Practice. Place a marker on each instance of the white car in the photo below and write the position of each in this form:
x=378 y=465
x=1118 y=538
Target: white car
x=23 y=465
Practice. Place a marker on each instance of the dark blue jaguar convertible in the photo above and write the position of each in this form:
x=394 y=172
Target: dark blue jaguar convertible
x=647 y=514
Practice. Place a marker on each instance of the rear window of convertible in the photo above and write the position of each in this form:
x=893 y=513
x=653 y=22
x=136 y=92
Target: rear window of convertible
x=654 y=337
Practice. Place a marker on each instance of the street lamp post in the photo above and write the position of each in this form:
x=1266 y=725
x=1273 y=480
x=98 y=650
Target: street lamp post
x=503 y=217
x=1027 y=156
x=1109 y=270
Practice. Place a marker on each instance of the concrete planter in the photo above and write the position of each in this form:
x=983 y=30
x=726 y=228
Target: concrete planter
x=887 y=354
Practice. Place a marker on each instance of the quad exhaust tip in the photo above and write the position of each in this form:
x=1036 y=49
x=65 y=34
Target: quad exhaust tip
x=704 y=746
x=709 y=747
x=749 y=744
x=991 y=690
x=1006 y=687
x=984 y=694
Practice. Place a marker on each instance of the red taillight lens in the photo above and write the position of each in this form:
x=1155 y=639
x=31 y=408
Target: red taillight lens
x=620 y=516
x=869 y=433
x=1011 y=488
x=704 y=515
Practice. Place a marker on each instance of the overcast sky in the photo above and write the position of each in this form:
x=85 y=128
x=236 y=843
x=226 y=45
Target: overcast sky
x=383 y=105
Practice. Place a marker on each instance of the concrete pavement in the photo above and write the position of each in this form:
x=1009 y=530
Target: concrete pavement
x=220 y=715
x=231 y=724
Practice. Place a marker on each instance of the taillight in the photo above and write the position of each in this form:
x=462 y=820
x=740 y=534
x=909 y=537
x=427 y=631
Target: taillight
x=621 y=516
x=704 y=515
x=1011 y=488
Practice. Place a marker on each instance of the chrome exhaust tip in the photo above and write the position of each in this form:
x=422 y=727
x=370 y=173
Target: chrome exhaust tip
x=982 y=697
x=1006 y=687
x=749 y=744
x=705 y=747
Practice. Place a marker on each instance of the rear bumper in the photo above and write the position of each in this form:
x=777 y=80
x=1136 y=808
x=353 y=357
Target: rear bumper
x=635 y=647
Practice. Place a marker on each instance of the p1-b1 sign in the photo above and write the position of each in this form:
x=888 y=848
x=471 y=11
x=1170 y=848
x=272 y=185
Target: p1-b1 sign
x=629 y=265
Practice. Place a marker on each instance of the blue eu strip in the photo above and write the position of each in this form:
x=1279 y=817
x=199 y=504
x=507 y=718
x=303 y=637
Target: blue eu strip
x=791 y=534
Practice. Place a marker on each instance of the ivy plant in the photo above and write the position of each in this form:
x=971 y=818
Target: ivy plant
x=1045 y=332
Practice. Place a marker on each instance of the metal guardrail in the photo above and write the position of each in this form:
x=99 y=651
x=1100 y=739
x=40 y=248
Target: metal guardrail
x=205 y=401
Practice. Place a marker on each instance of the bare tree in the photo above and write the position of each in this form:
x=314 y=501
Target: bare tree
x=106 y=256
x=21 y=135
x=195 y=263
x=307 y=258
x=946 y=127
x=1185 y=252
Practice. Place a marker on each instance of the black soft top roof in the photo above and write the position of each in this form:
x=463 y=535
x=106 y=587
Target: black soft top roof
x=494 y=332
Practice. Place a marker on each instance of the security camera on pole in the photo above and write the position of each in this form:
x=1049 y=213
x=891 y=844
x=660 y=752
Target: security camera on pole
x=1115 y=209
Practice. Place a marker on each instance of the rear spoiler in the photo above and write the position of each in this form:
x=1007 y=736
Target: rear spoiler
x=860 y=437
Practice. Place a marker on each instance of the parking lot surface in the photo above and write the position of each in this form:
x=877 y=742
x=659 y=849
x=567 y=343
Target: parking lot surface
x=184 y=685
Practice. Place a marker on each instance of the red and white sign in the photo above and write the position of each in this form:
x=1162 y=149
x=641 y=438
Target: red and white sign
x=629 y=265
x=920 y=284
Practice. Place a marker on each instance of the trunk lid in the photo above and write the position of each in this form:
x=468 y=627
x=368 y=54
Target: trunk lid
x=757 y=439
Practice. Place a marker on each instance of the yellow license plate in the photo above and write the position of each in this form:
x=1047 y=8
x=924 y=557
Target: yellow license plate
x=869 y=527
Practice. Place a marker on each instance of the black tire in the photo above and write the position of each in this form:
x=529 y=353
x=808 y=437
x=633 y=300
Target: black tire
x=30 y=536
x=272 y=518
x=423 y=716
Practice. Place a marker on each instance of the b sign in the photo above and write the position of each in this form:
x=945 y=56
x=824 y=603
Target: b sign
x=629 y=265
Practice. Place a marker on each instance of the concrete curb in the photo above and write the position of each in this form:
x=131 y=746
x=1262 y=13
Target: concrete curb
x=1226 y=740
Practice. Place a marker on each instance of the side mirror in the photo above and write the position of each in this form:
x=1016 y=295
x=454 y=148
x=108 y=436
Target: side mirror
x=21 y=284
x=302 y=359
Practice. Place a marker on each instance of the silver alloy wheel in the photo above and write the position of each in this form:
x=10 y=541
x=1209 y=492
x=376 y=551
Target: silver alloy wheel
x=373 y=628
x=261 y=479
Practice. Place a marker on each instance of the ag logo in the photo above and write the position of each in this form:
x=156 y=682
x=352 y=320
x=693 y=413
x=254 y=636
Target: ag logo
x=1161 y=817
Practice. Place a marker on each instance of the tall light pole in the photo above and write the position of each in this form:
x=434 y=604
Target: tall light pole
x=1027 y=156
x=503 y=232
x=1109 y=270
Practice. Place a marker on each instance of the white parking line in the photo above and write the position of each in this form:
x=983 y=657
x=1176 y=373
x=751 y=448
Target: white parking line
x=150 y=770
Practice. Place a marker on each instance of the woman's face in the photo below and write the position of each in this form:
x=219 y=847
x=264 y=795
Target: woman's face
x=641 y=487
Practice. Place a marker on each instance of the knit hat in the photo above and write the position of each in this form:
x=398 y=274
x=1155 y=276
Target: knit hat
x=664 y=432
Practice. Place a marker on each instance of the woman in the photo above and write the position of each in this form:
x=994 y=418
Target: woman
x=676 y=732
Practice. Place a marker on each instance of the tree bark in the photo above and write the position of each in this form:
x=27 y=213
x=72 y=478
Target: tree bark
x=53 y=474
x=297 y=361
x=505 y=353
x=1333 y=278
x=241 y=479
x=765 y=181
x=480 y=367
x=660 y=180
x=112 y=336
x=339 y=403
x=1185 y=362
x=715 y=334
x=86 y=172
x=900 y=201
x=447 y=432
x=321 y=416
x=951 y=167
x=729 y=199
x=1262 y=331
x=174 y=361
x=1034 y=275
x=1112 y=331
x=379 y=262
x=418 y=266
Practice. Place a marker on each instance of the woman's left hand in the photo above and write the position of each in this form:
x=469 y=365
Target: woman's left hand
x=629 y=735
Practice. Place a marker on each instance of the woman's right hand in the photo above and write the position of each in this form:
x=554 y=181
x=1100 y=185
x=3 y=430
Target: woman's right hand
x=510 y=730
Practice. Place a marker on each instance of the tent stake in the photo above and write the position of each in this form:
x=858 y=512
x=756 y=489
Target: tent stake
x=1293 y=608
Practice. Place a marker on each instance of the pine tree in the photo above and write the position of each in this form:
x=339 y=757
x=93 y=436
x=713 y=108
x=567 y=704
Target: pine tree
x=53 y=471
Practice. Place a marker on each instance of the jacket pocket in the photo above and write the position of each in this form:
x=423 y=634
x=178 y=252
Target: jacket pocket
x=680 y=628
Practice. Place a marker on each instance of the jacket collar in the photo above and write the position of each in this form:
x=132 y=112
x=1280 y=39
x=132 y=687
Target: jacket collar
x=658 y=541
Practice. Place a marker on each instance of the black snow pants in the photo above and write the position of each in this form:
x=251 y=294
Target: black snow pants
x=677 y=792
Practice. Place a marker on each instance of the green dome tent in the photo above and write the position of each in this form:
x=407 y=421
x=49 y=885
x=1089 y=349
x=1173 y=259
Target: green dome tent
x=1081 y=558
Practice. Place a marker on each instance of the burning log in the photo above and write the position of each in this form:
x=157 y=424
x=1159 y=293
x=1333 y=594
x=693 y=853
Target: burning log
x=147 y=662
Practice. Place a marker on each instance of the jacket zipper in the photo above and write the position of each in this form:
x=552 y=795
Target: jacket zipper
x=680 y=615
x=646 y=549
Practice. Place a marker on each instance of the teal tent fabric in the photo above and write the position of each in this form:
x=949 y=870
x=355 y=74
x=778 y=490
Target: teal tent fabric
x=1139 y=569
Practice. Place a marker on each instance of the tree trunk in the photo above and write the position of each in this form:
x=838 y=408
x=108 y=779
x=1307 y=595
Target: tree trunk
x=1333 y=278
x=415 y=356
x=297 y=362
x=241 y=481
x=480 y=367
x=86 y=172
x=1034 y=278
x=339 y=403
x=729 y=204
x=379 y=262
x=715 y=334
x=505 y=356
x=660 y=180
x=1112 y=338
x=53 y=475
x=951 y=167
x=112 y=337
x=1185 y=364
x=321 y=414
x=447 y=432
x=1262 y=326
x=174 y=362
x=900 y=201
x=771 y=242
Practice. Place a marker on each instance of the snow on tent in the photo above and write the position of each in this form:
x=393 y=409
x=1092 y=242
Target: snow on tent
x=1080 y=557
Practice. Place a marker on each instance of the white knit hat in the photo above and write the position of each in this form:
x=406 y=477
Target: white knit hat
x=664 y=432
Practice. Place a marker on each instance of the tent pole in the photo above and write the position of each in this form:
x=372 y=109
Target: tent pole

- - -

→ **PROMPT**
Rewrite the entries from the line containing "Practice. Place a marker on each instance of the tree bark" through the line containing "x=658 y=541", changing "Place a marker" to "Put a pin" everywhere and leaving everything else unchanged.

→ **COMPLETE RESPONSE**
Practice. Put a pin on each instance of the tree bark in the photo above and write the position of each in this form:
x=27 y=213
x=72 y=478
Target: tree bark
x=53 y=474
x=297 y=361
x=505 y=353
x=1333 y=278
x=241 y=479
x=765 y=181
x=480 y=367
x=660 y=180
x=112 y=336
x=339 y=403
x=1185 y=362
x=715 y=334
x=86 y=172
x=900 y=201
x=447 y=432
x=321 y=416
x=951 y=167
x=729 y=199
x=1262 y=331
x=174 y=361
x=1034 y=275
x=1112 y=331
x=379 y=262
x=418 y=266
Practice. Put a pin on each instance of the woman's left hand in the photo above and write the position of each in this form:
x=469 y=365
Target: woman's left hand
x=629 y=735
Practice. Put a pin on each instance of the woman's right hand in the photo above and write the position of each in this form:
x=554 y=181
x=1100 y=185
x=3 y=430
Target: woman's right hand
x=510 y=730
Practice. Put a pin on each instance of the tent stake in the photo above and write the position of each in this form:
x=858 y=512
x=756 y=489
Target: tent stake
x=1293 y=608
Practice. Put a pin on each instance of the pine tree in the photo above and write the position of each in this form:
x=339 y=757
x=93 y=436
x=713 y=108
x=567 y=704
Target: pine tree
x=53 y=471
Practice. Put a pin on each instance of the jacket pocket in the photo above and write the position of each in this form:
x=423 y=634
x=178 y=252
Target: jacket pocket
x=680 y=628
Practice. Put a pin on each instance of the jacket collar in the photo above and write the position of each in this form:
x=132 y=112
x=1280 y=39
x=132 y=687
Target: jacket collar
x=658 y=541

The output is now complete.